Some records
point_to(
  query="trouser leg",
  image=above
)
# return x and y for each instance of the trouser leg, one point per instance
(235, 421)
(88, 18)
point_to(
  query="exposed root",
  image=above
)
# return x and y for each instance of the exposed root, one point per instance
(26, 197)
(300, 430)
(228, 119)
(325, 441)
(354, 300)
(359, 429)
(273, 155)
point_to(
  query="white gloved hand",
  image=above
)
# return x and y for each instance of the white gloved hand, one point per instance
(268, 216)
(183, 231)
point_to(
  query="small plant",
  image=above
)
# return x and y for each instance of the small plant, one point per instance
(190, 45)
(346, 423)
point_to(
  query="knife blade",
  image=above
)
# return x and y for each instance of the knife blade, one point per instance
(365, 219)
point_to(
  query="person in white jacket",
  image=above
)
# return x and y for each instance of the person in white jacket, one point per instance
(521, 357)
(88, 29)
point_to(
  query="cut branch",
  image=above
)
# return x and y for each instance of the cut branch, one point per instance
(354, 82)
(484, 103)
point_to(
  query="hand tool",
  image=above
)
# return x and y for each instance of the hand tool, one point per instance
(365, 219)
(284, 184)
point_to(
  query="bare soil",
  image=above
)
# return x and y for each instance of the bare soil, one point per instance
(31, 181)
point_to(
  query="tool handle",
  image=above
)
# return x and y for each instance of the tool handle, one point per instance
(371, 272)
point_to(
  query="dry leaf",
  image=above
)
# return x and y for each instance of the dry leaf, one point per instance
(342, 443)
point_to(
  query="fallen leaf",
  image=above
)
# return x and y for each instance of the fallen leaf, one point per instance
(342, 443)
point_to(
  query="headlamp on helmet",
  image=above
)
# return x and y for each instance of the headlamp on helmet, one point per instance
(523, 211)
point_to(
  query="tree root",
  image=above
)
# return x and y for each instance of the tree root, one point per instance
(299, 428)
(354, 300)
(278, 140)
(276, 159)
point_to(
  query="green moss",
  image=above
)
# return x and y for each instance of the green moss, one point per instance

**What you have to do:** Can you format every line of the material above as a Markdown table with the columns "Row" and "Line," numbering the rows and leaving out blank lines?

**Written solution:**
| Row | Line |
|---|---|
| 1 | point_to( |
| 2 |   query="trouser leg", |
| 3 |   image=above |
| 4 | ) |
| 5 | # return x and y for each instance of the trouser leg, one point per instance |
| 6 | (235, 421) |
| 7 | (88, 18) |
| 8 | point_to( |
| 9 |   query="exposed root", |
| 10 |   image=above |
| 11 | ) |
| 12 | # return x and y for each instance of the exposed root, one point per instance |
| 13 | (26, 197) |
| 14 | (300, 430) |
| 15 | (228, 119) |
| 16 | (325, 441) |
| 17 | (354, 300) |
| 18 | (359, 429) |
| 19 | (273, 155) |
| 20 | point_to( |
| 21 |   query="white gloved hand", |
| 22 |   image=above |
| 23 | ) |
| 24 | # return x and y for each instance of the white gloved hand, one point per instance |
| 25 | (268, 216) |
| 26 | (183, 231) |
| 27 | point_to( |
| 28 |   query="small plant", |
| 29 |   image=above |
| 30 | ) |
| 31 | # return x and y for each instance of the small plant, one point per instance |
| 32 | (190, 45) |
| 33 | (346, 423) |
| 34 | point_to( |
| 35 |   query="knife blade", |
| 36 |   image=above |
| 37 | ) |
| 38 | # return x and y for each instance of the knife blade, one point per instance |
| 39 | (365, 219) |
| 40 | point_to( |
| 41 |   query="person in white jacket", |
| 42 |   image=above |
| 43 | ) |
| 44 | # return x and y for each instance of the person in white jacket, one point per instance |
| 45 | (521, 357) |
| 46 | (88, 29) |
| 47 | point_to( |
| 48 |   query="cut branch", |
| 49 |   image=above |
| 50 | ) |
| 51 | # return x and y for each instance of the cut branch, one point per instance |
| 52 | (354, 82) |
| 53 | (484, 103) |
| 54 | point_to( |
| 55 |   query="hand tool", |
| 56 |   image=above |
| 57 | ) |
| 58 | # return x and y for each instance of the hand tool, one point per instance |
| 59 | (365, 219) |
| 60 | (284, 184) |
| 61 | point_to( |
| 62 |   query="bare soil", |
| 63 |   image=above |
| 64 | ) |
| 65 | # return x and y for each instance of the bare soil, one point per instance |
| 66 | (31, 181) |
| 67 | point_to( |
| 68 |   query="tool handle", |
| 69 |   image=above |
| 70 | ) |
| 71 | # return x and y for each instance of the tool handle, one point per instance |
| 72 | (371, 272) |
| 73 | point_to( |
| 74 |   query="dry leaf", |
| 75 |   image=above |
| 76 | ) |
| 77 | # return x and y for each instance of the dry leaf, one point per instance |
| 78 | (342, 443) |
| 79 | point_to( |
| 80 |   query="fallen leaf", |
| 81 |   image=above |
| 82 | ) |
| 83 | # return x and y for each instance of the fallen leaf, one point per instance |
| 84 | (342, 443) |
| 85 | point_to( |
| 86 |   query="headlamp on helmet", |
| 87 |   image=above |
| 88 | ) |
| 89 | # return x and y for each instance of the headlamp on helmet, one point per instance |
| 90 | (523, 211) |
| 91 | point_to( |
| 92 |   query="tree root", |
| 93 |   image=above |
| 94 | ) |
| 95 | # return x and y for each instance of the tree root, one point per instance |
| 96 | (299, 428) |
| 97 | (354, 300) |
| 98 | (278, 140) |
| 99 | (276, 159) |
| 100 | point_to( |
| 101 |   query="green moss", |
| 102 |   image=above |
| 103 | ) |
| 104 | # return x and y for each instance of the green moss, one point per instance |